DATA RECORDS:
===============
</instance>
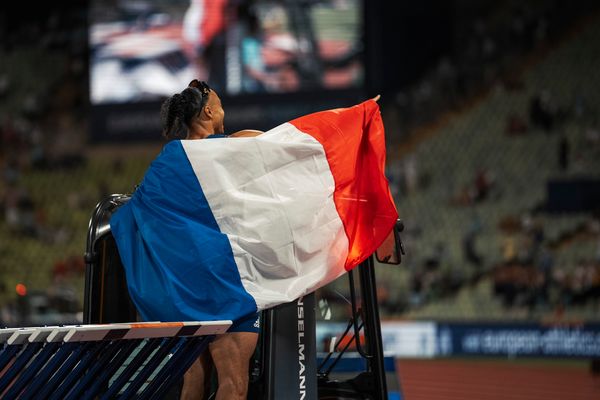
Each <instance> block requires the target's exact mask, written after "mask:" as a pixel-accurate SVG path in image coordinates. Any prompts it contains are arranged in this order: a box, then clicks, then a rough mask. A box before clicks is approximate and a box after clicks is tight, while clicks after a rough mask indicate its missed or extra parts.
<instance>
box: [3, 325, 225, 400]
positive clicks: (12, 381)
mask: <svg viewBox="0 0 600 400" xmlns="http://www.w3.org/2000/svg"><path fill="white" fill-rule="evenodd" d="M229 326H231V321H209V322H167V323H160V322H159V323H124V324H102V325H69V326H60V327H32V328H7V329H0V398H2V399H7V400H8V399H19V400H27V399H37V398H44V399H51V400H55V399H68V400H71V399H96V398H100V399H105V398H106V399H110V398H115V397H117V396H118V397H119V398H123V399H128V398H135V399H150V398H160V397H156V396H157V395H158V396H162V395H164V393H166V392H167V391H168V390H169V389H170V388H171V387H172V386H173V385H174V384H175V383H177V381H178V380H179V379H181V377H182V376H183V374H184V373H185V371H186V370H187V369H188V368H189V367H190V366H191V364H192V363H193V362H194V360H195V359H196V358H197V357H198V356H199V355H200V354H201V353H202V351H204V350H205V348H206V346H207V345H208V343H209V342H210V341H211V340H212V339H213V338H214V336H215V335H219V334H222V333H224V332H226V331H227V329H228V328H229Z"/></svg>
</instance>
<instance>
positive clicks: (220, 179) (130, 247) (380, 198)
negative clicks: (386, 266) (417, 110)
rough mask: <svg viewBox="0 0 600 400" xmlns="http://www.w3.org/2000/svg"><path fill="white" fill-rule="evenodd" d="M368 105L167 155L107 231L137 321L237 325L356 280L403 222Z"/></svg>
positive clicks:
===============
WHAT YOU HAVE TO DO: Copy the listing again, swapping every "positive clicks" for "foreground points" and changing nothing else. Omit the picture.

OUTPUT OF THE TASK:
</instance>
Each <instance> block requires the target's exact mask, written after "mask:" as a pixel-accurate SVG path in image coordinates. Any prompts it contains are arranged in this order: a box, then clicks, then a rough mask. A box before clicks is approximate and a box after clicks is tight, while clicks after a rough mask indicate its missed or extra parts.
<instance>
box: [3, 325, 225, 400]
foreground points: (12, 381)
mask: <svg viewBox="0 0 600 400" xmlns="http://www.w3.org/2000/svg"><path fill="white" fill-rule="evenodd" d="M229 326H231V321H209V322H167V323H160V322H159V323H124V324H102V325H69V326H60V327H32V328H7V329H0V398H2V399H7V400H8V399H19V400H27V399H37V398H44V399H51V400H55V399H68V400H71V399H96V398H100V399H105V398H106V399H110V398H115V397H117V396H118V397H119V398H123V399H128V398H135V399H150V398H160V397H156V396H157V395H158V396H162V395H164V393H166V392H167V391H168V390H169V389H170V388H171V387H172V386H173V385H174V384H175V383H177V381H178V380H179V379H181V377H182V376H183V374H184V373H185V371H186V370H187V369H188V368H189V367H190V366H191V364H192V363H193V362H194V360H195V359H196V358H197V357H198V356H199V355H200V354H201V353H202V351H204V350H205V348H206V346H207V345H208V343H209V342H210V341H211V340H212V339H213V338H214V336H215V335H219V334H222V333H224V332H226V331H227V329H228V328H229Z"/></svg>
</instance>
<instance>
foreground points: (220, 179) (130, 247) (380, 198)
negative clicks: (386, 266) (417, 110)
rough mask: <svg viewBox="0 0 600 400" xmlns="http://www.w3.org/2000/svg"><path fill="white" fill-rule="evenodd" d="M368 105L167 155L107 231L137 321L237 325L356 280L403 222Z"/></svg>
foreground points:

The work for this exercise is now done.